THE RECORDS:
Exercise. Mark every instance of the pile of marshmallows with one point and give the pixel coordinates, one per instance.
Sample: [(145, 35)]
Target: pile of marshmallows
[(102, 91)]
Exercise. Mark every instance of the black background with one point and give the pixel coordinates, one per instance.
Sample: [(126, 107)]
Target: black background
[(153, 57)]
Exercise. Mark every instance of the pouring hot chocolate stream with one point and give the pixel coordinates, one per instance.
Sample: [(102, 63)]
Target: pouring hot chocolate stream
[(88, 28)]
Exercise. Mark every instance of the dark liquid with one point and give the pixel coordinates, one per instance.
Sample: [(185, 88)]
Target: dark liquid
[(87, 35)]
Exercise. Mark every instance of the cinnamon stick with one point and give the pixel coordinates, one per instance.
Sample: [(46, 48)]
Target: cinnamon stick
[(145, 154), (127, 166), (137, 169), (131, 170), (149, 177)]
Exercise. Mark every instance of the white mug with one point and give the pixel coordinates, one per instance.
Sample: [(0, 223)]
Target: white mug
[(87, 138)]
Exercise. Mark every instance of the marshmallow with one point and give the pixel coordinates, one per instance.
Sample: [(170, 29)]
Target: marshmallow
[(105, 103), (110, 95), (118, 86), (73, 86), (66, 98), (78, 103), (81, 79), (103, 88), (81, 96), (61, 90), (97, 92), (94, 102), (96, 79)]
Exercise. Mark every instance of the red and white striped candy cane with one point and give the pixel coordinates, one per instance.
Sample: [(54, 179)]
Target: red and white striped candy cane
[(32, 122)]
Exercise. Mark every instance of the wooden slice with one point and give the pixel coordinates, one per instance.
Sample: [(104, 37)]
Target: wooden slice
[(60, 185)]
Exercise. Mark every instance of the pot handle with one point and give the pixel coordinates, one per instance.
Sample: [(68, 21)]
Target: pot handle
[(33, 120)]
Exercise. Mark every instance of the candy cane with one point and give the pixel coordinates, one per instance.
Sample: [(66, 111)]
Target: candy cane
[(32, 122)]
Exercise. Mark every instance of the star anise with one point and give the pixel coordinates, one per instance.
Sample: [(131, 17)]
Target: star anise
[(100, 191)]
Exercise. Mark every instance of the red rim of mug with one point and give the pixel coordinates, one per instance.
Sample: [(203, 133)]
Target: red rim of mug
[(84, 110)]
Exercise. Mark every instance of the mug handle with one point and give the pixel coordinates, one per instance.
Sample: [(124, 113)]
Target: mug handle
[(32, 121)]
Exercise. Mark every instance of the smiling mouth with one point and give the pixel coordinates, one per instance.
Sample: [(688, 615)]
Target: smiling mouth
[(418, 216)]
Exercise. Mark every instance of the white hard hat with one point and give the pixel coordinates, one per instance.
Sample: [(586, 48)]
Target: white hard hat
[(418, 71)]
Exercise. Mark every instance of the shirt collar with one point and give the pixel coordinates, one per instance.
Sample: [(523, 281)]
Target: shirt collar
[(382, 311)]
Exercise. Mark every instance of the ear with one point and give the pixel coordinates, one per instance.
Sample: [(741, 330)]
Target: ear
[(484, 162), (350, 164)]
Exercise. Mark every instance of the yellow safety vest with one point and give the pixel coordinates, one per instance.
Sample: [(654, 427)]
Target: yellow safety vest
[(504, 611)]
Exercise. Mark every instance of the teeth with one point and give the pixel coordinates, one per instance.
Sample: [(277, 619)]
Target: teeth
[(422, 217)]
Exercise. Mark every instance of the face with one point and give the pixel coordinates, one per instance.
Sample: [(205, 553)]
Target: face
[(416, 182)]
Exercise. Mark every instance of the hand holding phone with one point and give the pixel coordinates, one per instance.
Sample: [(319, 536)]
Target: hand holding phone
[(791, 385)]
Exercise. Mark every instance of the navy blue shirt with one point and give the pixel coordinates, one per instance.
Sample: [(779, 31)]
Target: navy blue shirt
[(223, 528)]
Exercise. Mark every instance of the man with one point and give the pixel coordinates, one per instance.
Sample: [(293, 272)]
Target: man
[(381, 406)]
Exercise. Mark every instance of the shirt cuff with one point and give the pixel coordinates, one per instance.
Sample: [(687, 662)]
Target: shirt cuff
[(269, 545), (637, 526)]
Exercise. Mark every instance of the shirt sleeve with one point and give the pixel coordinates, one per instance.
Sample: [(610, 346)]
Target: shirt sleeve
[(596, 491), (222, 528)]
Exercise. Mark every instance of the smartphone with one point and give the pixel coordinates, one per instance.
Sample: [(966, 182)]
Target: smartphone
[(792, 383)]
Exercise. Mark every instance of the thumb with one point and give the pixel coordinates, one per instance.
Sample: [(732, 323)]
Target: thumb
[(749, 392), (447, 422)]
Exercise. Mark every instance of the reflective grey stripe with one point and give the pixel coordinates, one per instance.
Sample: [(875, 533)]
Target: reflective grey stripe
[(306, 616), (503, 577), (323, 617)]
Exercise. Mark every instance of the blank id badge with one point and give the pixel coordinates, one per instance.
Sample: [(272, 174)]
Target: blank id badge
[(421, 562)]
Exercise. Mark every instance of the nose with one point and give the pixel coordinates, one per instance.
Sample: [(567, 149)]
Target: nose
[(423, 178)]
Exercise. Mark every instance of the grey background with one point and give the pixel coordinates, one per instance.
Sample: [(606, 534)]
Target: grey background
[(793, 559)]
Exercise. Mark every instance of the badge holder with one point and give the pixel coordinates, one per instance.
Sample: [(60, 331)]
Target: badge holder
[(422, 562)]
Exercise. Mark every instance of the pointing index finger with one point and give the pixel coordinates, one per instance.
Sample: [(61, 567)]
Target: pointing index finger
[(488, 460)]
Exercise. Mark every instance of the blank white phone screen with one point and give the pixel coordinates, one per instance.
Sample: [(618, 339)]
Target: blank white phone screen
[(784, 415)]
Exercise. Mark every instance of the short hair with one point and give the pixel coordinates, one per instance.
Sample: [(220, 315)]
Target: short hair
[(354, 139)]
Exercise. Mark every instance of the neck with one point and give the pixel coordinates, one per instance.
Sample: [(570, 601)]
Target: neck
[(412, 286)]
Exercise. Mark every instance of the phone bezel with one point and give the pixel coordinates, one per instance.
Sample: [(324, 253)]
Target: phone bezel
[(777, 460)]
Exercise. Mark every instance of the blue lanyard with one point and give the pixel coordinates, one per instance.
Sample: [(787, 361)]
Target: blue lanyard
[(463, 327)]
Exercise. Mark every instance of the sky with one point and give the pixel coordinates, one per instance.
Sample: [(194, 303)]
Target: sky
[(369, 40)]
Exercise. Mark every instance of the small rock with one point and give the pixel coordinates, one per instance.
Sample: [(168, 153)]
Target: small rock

WHAT IS REQUIRED: Copy out all of the data above, swapping "with one point" for "using a single point" wherever it occurs. Leave everything else unchanged.

EXERCISE SOLUTION:
Exercise. Mark every instance of the pile of marshmallows using a single point and give the pixel coordinates, one per instance.
Sample: [(145, 35)]
Target: pile of marshmallows
[(102, 91)]
Exercise. Mark every instance of the black background using a single point and give the pixel coordinates, one per instance.
Sample: [(126, 107)]
Target: black background
[(153, 57)]
Exercise. Mark every instance of the pouring hot chocolate stream using a single point and give the pixel coordinates, one per instance.
Sample: [(102, 63)]
Target: pouring hot chocolate stream
[(88, 28)]
Exercise. Mark every instance of the dark liquid using a single point and give the pixel coordinates, one per instance.
Sample: [(185, 88)]
Target: dark liquid
[(87, 35)]
Exercise. Mark every instance of the cinnamon stick using a single point and give the pixel coordinates, one per instance.
Sample: [(46, 48)]
Target: cinnamon stick
[(145, 154), (127, 166), (137, 169), (131, 170), (149, 177)]
Exercise. Mark every instance of the white mug using a single point and give the pixel coordinates, one per instance.
Sample: [(0, 223)]
Target: white mug
[(87, 138)]
Exercise. Mark every instance of the marshmallow using a single point and give the pixel coordinates, one per instance.
Sample: [(170, 29)]
Target: marshmallow
[(105, 103), (110, 95), (118, 86), (73, 86), (66, 98), (78, 103), (81, 79), (103, 88), (81, 96), (61, 90), (97, 92), (94, 102), (96, 79)]
Exercise. Mark every instance of the red and white striped candy cane using a single point and give the pixel coordinates, one per instance.
Sample: [(54, 179)]
Target: red and white striped candy cane
[(32, 122)]
Exercise. Mark every instance of the wooden slice using a single point and give the pixel coordinates, one per instance.
Sample: [(104, 37)]
Target: wooden slice
[(60, 185)]
Exercise. Mark every instance of the pot handle using a single point and give the pixel coordinates, one per instance.
Sample: [(68, 21)]
Target: pot handle
[(33, 120)]
Exercise. Mark every instance of the candy cane using a single point and give the pixel coordinates, one per instance.
Sample: [(66, 111)]
Target: candy cane
[(32, 122)]
Exercise. Mark every instance of the star anise using a single point and give the pixel coordinates, one per instance.
Sample: [(131, 17)]
Target: star anise
[(100, 191)]
Exercise. Mark every instance of the red rim of mug using a single point and give the pixel coordinates, one per instance.
Sample: [(203, 133)]
Target: red rim of mug
[(84, 110)]
Exercise. Mark every instance of the mug handle using a single point and give the pixel coordinates, one per instance.
Sample: [(124, 113)]
Target: mug handle
[(32, 121)]
Exercise. Mark every instance of the smiling mouth using a single point and give the pixel coordinates, one per instance.
Sample: [(688, 615)]
Target: smiling mouth
[(418, 216)]
Exercise. Mark every instance of the white hard hat using a single point and give the pixel coordinates, one per instance.
Sample: [(586, 48)]
Target: white hard hat
[(418, 71)]
Exercise. Mark every instance of the shirt collar using a single point and give the pixel coordinates, one per instance.
Sample: [(523, 281)]
Target: shirt collar
[(382, 311)]
Exercise. Mark every instance of the ear using a single point and give the pixel coordinates, one per instance.
Sample: [(741, 330)]
Target: ear
[(484, 162), (350, 164)]
Exercise. Mark every instance of the yellow safety vest using a single point and give the pixel coordinates, one per instance.
Sample: [(654, 427)]
Target: yellow safety vest
[(504, 611)]
Exercise. Mark every instance of the teeth using a single point and give the pixel coordinates, one per instance.
Sample: [(277, 619)]
Target: teeth
[(422, 217)]
Exercise. Mark every instance of the face using a single point and give the pixel coordinates, one per instance.
Sample: [(205, 553)]
Target: face
[(416, 182)]
Exercise. Mark every instance of the hand holding phone using a single point and give the pixel coordinates, one per instance.
Sample: [(319, 536)]
Target: hand holding phone
[(791, 385)]
Exercise. Mark every instance of the navy blue shirt using a single point and give the pixel coordinates, one per instance.
Sample: [(779, 31)]
Target: navy blue shirt
[(223, 528)]
Exercise. Mark every instance of the man using a single point and give the pixel coordinates, one per instance.
Sample: [(293, 272)]
Target: man
[(381, 406)]
Exercise. Mark every instance of the shirt cuff using a single point and give the pixel coordinates, one per instance.
Sample: [(687, 662)]
Target: shirt cuff
[(269, 545), (637, 526)]
Exercise. Mark every instance of the shirt sleeve using a single point and give the pixel coordinates, one per instance.
Sample: [(610, 346)]
Target: shirt sleeve
[(596, 491), (222, 528)]
Exercise. Mark every instance of the smartphone using a single point and give the pixel coordinates, one per instance.
Sample: [(966, 182)]
Target: smartphone
[(792, 383)]
Exercise. Mark every instance of the thumb using a single point and give the pixel coordinates, one per instance.
Sample: [(732, 323)]
Target: thumb
[(749, 392), (447, 422)]
Exercise. Mark every instance of the reflective grey stripe using a single point and give the pixel coordinates, one per instance.
Sample: [(875, 533)]
Target: reflective grey stripe
[(306, 616), (503, 577), (323, 617)]
Exercise. Mark every instance of the blank id badge using a single point and give the pixel coordinates, one per instance.
Sample: [(272, 174)]
Target: blank id badge
[(421, 562)]
Exercise. Mark every instance of the nose using a single point and give the pixel coordinates, one per instance.
Sample: [(567, 149)]
Target: nose
[(423, 178)]
Exercise. Mark every instance of the grey background using a single point and give the pixel coordinates, one per instance.
Sample: [(606, 534)]
Target: grey background
[(793, 559)]
Exercise. Mark every instance of the badge holder using a single point and give the pixel coordinates, one per instance.
Sample: [(60, 331)]
Target: badge holder
[(422, 562)]
Exercise. Mark every instance of the pointing index finger using a single point and give the pixel coordinates, one per instance.
Sample: [(61, 567)]
Target: pointing index finger
[(488, 460)]
Exercise. Mark every instance of the blank white phone screen using a single point and give the pixel coordinates, one per instance.
Sample: [(618, 339)]
Target: blank white phone screen
[(784, 415)]
Exercise. Mark every instance of the short hair using a single point and give the pixel coordinates, one per instance.
Sample: [(220, 315)]
Target: short hair
[(354, 139)]
Exercise. Mark every instance of the neck using a single point and give the pixel coordinates, one per instance.
Sample: [(570, 601)]
Target: neck
[(412, 286)]
Exercise. Mark every instance of the phone bezel using a single point and give the pixel coordinates, one per instance.
Sample: [(324, 253)]
Target: phone bezel
[(777, 460)]
Exercise. Mark every instance of the blue lanyard using a single point and give the pixel coordinates, one per instance.
Sample: [(787, 361)]
Target: blue lanyard
[(463, 327)]
Exercise. Mark every instance of the sky using a single point and give the pixel coordinates, one per instance.
Sample: [(194, 303)]
Target: sky
[(369, 40)]
Exercise. Mark every instance of the small rock using a single point and give the pixel coordinates, one per instance.
Sample: [(168, 153)]
Target: small rock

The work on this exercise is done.